WHAT IS BEING ASKED → The required output consists solely of the lines from the line containing "Thanks for the photo. Could you please mark the dark grey" through the end of the records, copied exactly.

DATA FOR THIS TASK →
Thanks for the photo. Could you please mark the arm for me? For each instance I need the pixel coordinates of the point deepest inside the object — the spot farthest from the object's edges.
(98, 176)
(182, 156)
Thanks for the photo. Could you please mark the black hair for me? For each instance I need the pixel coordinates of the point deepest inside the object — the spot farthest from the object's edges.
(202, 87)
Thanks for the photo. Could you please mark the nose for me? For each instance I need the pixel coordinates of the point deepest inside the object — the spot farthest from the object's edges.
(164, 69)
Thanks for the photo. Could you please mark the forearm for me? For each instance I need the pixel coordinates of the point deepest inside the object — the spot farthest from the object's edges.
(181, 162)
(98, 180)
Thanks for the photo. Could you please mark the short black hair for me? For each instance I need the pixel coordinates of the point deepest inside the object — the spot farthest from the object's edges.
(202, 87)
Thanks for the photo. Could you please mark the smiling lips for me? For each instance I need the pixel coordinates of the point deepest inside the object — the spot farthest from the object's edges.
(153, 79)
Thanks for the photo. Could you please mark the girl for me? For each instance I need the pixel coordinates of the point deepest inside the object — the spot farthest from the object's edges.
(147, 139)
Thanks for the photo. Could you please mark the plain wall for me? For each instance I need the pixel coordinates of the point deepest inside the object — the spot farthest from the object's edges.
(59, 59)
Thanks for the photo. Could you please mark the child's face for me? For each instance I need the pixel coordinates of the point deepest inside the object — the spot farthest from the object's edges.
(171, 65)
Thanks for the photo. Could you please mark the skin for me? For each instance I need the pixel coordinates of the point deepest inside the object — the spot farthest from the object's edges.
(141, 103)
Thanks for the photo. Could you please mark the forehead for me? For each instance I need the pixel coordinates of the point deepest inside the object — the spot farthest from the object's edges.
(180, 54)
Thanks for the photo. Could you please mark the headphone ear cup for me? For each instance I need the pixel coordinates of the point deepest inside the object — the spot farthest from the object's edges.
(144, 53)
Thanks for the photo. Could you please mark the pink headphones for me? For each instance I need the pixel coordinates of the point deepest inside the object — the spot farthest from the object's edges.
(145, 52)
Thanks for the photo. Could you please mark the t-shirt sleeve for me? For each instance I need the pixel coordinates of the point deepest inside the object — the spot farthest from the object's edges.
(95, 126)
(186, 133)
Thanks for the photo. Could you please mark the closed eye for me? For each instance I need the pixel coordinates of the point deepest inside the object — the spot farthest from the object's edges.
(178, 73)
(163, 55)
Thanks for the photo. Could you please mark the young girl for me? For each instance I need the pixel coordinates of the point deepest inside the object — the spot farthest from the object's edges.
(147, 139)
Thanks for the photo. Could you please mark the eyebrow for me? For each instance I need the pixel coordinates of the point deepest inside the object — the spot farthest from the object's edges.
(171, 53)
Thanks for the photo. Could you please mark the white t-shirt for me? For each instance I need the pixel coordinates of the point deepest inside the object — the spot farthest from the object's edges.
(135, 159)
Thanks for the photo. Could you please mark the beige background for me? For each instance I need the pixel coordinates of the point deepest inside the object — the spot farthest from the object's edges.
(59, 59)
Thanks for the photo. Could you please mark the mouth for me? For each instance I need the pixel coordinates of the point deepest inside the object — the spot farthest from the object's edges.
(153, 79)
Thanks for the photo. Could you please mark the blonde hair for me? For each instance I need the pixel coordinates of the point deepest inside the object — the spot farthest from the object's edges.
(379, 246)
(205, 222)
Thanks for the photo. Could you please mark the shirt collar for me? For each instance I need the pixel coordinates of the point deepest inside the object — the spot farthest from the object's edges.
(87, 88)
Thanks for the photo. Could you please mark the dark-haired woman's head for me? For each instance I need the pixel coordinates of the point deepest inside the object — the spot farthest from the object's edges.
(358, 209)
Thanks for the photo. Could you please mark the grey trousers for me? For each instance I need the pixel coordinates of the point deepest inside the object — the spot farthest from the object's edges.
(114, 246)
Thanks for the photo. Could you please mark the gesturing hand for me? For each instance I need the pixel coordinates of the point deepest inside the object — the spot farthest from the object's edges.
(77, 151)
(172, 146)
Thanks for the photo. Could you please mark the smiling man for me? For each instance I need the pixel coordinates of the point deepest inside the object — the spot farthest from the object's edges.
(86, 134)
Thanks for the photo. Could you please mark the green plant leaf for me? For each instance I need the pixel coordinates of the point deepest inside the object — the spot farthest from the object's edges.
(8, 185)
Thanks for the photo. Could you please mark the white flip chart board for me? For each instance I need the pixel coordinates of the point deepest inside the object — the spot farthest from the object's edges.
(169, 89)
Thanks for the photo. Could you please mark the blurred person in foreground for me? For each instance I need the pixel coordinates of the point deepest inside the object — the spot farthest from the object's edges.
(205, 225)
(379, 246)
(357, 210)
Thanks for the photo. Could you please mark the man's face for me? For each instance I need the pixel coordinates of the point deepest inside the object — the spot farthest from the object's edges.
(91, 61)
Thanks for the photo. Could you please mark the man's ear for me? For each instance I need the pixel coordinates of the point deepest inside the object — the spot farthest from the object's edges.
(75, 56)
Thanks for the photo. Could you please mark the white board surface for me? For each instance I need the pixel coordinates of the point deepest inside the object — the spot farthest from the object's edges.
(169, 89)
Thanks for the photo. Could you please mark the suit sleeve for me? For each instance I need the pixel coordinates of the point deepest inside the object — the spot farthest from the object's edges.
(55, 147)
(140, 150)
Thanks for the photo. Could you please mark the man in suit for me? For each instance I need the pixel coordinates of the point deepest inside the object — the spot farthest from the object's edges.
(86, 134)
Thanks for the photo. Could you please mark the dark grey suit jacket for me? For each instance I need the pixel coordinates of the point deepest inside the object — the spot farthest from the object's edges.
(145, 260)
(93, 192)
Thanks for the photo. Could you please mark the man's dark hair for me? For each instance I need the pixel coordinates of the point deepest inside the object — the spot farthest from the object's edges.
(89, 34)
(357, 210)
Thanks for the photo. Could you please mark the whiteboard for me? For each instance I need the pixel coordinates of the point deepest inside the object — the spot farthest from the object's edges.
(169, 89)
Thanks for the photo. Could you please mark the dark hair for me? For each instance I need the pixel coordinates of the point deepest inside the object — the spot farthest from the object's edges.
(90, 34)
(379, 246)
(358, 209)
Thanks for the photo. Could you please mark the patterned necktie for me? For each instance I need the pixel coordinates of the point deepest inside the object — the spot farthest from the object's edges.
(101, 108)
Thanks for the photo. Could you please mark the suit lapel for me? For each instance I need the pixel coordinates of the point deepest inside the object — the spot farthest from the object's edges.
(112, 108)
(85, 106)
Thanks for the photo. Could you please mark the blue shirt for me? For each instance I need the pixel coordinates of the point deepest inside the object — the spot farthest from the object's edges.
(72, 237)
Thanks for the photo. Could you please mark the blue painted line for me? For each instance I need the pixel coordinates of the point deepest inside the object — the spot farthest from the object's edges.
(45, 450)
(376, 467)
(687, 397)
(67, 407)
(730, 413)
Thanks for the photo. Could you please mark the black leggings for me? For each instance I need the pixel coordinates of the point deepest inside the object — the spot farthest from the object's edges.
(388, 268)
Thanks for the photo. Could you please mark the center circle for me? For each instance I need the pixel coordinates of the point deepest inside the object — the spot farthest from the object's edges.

SOLVED EXERCISE →
Thanks for the photo. Could you please mark the dark grey suit jacket for me? For each instance I need the pixel coordinates of the point deepest inside the object — the spot farthest from the object's edges.
(145, 260)
(93, 192)
Thanks for the photo. Could you please mark the man's dark hair for me? For each instance I need the pixel coordinates of the point deepest inside the object — the spot farthest from the object's edges.
(89, 34)
(357, 210)
Thanks for the photo. Could you please mark the whiteboard for me? For each instance I need the pixel coordinates of the point deepest inside the object — the spot farthest from the object's edges.
(169, 89)
Thanks for the photo. Could you please mark the dark hair for me? For each instance I need the pixel coordinates of the point deepest inside the object — the spot farthest from the object's edges.
(90, 34)
(379, 246)
(358, 209)
Thanks for the photo. Could you please mark the patterned necktie for me? For each instance I need the pixel coordinates of the point deepest inside the object — the spot farthest from the object's edges.
(101, 108)
Thanks for the photo. Could you please mark the suit lapel for me? For each instance I need the pixel coordinates of the point deepest inside the object — the spot farthest from the object's edges.
(112, 108)
(85, 106)
Thanks for the photo. Could you please mark the blue shirt for me? For each instance I need the pixel coordinates of the point deepest inside the object — the spot farthest from the object's edges.
(72, 237)
Thanks for the photo. Could you please mark the blue painted line for me? For each instance I need the pixel coordinates of the point deepest inside the object — the spot farthest from the object's edges.
(45, 450)
(376, 467)
(687, 397)
(67, 407)
(730, 413)
Thanks for the photo. Could you please mark the black leggings for me? For each instance I need the pixel coordinates of the point deepest inside the object — the spot farthest from the object's edges.
(388, 268)
Thanks for the photo. Could you please mark the center circle for me? For each instance I need the pixel coordinates of the point deepest inside the object — the spot farthest from the object's edges.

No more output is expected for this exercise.